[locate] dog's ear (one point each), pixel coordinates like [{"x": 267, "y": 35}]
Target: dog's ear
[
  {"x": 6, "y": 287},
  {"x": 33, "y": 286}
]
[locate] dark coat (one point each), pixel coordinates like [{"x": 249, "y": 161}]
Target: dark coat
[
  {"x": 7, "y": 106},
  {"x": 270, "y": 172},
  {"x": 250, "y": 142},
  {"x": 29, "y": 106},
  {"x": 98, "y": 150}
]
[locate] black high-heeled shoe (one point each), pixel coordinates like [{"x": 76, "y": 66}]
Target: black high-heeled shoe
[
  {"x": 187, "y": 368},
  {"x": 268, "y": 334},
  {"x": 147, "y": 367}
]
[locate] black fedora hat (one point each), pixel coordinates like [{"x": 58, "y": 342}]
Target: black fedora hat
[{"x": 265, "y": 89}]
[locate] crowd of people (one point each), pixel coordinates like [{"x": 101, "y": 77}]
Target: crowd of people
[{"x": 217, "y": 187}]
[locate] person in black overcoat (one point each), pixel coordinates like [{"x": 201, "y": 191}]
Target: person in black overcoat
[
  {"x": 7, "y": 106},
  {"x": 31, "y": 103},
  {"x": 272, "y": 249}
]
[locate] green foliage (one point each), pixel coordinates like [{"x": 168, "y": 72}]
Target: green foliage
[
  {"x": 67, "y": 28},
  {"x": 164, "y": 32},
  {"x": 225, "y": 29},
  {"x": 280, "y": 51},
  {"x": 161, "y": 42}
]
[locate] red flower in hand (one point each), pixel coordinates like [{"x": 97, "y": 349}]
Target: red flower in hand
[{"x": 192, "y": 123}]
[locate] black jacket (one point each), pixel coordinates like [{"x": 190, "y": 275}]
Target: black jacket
────────────────────────────────────────
Copy all of the entries above line for line, keeping every character unchanged.

**REPLY TO THE TASK:**
[locate] dog's ear (one point each), pixel coordinates like [{"x": 267, "y": 35}]
Target: dog's ear
[
  {"x": 6, "y": 287},
  {"x": 33, "y": 286}
]
[locate] dark coat (one point each), pixel coordinates like [{"x": 249, "y": 161}]
Target: dark coat
[
  {"x": 7, "y": 106},
  {"x": 270, "y": 172},
  {"x": 250, "y": 142},
  {"x": 29, "y": 106},
  {"x": 98, "y": 150}
]
[locate] black high-heeled shoe (one point each), pixel coordinates like [{"x": 76, "y": 66}]
Target: black high-heeled shoe
[
  {"x": 187, "y": 368},
  {"x": 268, "y": 334},
  {"x": 147, "y": 367}
]
[locate] black fedora hat (one point each), pixel coordinates like [{"x": 58, "y": 342}]
Target: black fedora hat
[{"x": 265, "y": 89}]
[locate] crowd of people (one point each), pixel coordinates like [{"x": 101, "y": 77}]
Target: crowd of people
[{"x": 217, "y": 187}]
[locate] person in black overcoat (one point each), pixel coordinates like [{"x": 201, "y": 191}]
Target: person in black overcoat
[
  {"x": 7, "y": 106},
  {"x": 31, "y": 103},
  {"x": 272, "y": 249}
]
[locate] green foliage (one point each), pixel coordinates like [{"x": 168, "y": 72}]
Target: green foliage
[
  {"x": 67, "y": 28},
  {"x": 164, "y": 32},
  {"x": 225, "y": 29},
  {"x": 280, "y": 51},
  {"x": 161, "y": 42}
]
[locate] red flower in hand (one point each), pixel coordinates like [{"x": 97, "y": 349}]
Target: red flower in hand
[{"x": 192, "y": 123}]
[locate] black jacket (one point each), pixel coordinates like [{"x": 190, "y": 275}]
Target: black jacket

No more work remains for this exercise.